Source text:
* * *

It was in those same organizing communities that I first heard the now-familiar lesson that “engaging in reform is radicalizing.” For many of us, engagement with the prison–industrial complex has only deepened our commitment to building systems of care and accountability that lie entirely outside of its reach. While I was already committed to working toward an abolitionist future when a group of us launched Chicago Community Bond Fund in 2015, the work of operating a community bail fund increased the urgency of ending money bond and changing policies to increase pretrial freedom. As we fundraised first tens of thousands, then hundreds of thousands, and eventually millions of dollars to purchase the liberty of individuals in Cook County Jail and across Illinois, we freed at most 600 people in a year. Each year, however, jails in Illinois were admitting over a quarter of a million people awaiting trial—and, since 2020, a still astounding 170,000 people annually.

* * *

Data shown:
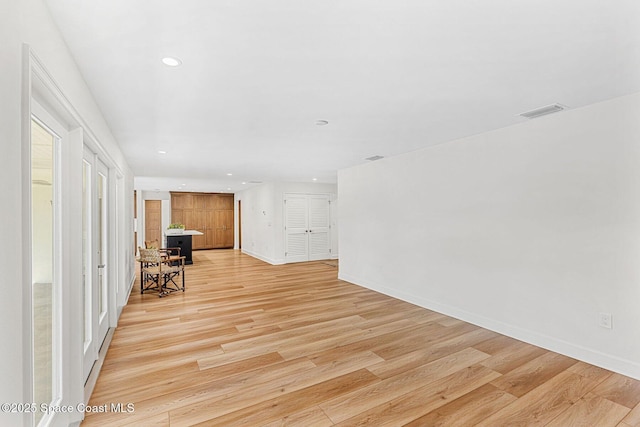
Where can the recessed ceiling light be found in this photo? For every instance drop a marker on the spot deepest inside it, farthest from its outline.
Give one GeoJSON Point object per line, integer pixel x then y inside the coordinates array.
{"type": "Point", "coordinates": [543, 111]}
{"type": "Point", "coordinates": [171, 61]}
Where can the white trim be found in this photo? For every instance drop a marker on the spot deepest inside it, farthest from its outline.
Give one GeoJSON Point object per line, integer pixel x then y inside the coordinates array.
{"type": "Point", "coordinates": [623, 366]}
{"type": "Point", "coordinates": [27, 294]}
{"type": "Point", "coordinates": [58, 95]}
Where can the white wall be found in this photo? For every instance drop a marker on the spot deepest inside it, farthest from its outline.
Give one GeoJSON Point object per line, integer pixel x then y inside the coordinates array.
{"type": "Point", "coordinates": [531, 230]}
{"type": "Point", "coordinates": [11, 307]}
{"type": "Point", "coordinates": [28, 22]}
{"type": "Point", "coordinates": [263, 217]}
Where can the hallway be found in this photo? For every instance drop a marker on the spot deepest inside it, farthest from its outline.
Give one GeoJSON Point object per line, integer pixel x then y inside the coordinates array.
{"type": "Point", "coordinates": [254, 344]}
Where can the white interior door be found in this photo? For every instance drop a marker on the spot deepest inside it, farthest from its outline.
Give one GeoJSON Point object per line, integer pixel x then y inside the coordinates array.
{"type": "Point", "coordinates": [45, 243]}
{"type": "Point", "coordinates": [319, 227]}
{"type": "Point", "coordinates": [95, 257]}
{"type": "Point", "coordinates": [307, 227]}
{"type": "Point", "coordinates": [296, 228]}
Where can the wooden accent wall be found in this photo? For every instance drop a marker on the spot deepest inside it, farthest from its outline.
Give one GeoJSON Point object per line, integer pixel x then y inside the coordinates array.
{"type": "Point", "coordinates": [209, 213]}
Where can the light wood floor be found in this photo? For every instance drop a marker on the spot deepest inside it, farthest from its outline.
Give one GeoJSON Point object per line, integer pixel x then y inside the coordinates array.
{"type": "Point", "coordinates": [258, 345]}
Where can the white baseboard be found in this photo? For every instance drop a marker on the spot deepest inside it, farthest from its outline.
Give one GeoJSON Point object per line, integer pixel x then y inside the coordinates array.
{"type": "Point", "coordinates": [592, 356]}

* * *

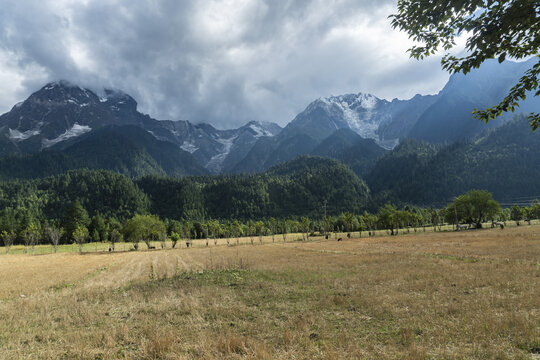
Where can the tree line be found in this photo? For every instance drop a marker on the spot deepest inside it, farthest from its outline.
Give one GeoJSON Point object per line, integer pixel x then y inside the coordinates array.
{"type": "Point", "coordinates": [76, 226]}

* * *

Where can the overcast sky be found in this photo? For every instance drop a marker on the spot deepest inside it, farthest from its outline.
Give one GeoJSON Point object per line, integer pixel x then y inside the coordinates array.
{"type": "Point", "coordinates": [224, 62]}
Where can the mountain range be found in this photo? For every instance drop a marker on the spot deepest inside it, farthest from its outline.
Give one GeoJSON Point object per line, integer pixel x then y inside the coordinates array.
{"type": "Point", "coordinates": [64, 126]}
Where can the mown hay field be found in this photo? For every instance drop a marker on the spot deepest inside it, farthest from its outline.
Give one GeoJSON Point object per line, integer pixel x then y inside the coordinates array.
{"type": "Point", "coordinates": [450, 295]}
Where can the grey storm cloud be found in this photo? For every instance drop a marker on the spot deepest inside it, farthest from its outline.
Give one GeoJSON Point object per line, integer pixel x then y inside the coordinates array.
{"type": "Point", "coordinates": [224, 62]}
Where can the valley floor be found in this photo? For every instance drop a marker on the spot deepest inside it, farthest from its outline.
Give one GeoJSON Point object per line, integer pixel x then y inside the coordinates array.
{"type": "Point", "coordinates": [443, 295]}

* * *

Brief: How would the passage about running a community bail fund in Illinois go on? Continue it from its last sentence.

Solved problem:
The work of bail funds and other mutual aid projects is essential. Each person the bond fund freed from jail was an incredible achievement, and it was life-changing—and sometimes life-saving—for that person and their loved ones. It did not, however, come anywhere near tackling the scale of the harm that the jail was causing to our communities. We mostly operated in a single county out of the 102 in Illinois. We could only ever pay bond to free a relatively small fraction of the people who contacted us. Often we were paying bonds months and even years after someone had been booked into jail: So much damage to their physical and emotional well-being, and their opportunities and support systems outside (jobs, relationships and more) had already been done by the time we paid their ransom to the courts.

So we increased our efforts toward advocating for systemic changes that would stop people from ever being booked into jail in the first place. Chicago Community Bond Fund became a founding member and driving force within the Coalition to End Money Bond in 2016 and, in 2019, the Illinois Network for Pretrial Justice. In 2021 these coalitions helped pass the Pretrial Fairness Act, which will abolish money bond and decrease pretrial jailing in Illinois when it goes into effect in September of this year.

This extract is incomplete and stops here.